Exercise aim: Please copy the lines below, starting with the line that contains "of the neck" and going on through the last line, and rescale every answer coordinate by 1.5, rounding to whole numbers with halves going up. Leave all other text in those lines unchanged.

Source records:
::::::
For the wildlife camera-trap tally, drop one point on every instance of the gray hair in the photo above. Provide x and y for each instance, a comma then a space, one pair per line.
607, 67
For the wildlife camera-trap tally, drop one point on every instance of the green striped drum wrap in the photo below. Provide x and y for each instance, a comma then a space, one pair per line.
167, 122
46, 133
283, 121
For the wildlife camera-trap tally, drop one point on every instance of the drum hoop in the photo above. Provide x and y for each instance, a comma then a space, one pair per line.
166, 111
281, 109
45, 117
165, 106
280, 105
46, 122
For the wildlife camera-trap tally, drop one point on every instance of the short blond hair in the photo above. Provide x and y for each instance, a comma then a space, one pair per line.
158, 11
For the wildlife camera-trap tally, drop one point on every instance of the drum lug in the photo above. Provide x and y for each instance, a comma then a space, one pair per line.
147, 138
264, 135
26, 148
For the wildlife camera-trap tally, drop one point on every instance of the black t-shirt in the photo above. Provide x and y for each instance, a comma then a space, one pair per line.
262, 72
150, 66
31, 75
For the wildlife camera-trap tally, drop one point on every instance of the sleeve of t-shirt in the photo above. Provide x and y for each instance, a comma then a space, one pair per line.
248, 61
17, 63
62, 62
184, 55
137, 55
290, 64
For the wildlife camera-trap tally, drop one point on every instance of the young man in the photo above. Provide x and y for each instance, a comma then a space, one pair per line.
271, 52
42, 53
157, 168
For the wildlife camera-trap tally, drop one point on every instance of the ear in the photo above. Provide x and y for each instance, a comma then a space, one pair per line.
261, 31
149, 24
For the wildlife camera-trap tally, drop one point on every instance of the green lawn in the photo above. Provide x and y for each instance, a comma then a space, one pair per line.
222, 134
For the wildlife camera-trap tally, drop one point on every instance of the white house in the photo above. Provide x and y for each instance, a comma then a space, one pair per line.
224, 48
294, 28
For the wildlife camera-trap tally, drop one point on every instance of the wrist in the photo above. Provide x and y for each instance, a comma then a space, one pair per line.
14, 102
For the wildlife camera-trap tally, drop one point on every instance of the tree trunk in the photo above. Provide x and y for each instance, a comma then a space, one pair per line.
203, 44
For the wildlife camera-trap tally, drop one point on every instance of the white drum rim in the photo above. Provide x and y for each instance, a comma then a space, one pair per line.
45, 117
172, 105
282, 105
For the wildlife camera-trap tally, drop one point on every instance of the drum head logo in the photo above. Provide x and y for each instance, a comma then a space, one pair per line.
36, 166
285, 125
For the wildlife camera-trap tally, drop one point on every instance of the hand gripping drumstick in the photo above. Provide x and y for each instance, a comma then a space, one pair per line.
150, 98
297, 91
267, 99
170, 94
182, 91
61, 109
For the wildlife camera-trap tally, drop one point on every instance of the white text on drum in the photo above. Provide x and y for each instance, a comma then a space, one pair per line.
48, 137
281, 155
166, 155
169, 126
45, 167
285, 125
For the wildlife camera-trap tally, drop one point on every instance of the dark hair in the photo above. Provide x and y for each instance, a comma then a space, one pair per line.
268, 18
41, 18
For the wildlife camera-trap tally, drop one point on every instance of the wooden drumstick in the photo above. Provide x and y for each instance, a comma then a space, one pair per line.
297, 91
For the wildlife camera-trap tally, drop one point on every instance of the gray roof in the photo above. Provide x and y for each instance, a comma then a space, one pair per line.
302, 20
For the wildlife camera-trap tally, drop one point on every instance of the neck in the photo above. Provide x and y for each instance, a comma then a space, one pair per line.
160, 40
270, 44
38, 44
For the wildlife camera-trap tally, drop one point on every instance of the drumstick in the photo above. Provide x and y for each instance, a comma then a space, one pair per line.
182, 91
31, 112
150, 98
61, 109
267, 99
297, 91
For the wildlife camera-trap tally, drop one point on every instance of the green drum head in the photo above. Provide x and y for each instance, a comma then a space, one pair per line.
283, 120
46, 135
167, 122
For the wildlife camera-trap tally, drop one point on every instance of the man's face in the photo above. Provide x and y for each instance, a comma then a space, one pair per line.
::::::
Solution to this exercise:
For the wildlife camera-trap tally, drop one point on every instance of the neck in the photo above. Provide x and y for each instance, a comma then a space, one pair per line.
240, 60
405, 66
57, 66
For the wildlife camera-trap tally, drop one point on every instance of the drumstick in the photo above. Provide x and y for each instance, a comma then a space, one pair per line.
273, 137
47, 168
225, 147
92, 164
401, 149
446, 137
For the wildlife camera-trap tally, drop one point on every instance of the green drum head in the photo above. Provide x and y for each instance, a comma then a space, one pair per line.
425, 180
69, 203
251, 183
For the wildlife camera-trap tally, drop one point on every instance of the man's face in the photo above. Provide x and y for each instance, a comma then a space, one pair per line.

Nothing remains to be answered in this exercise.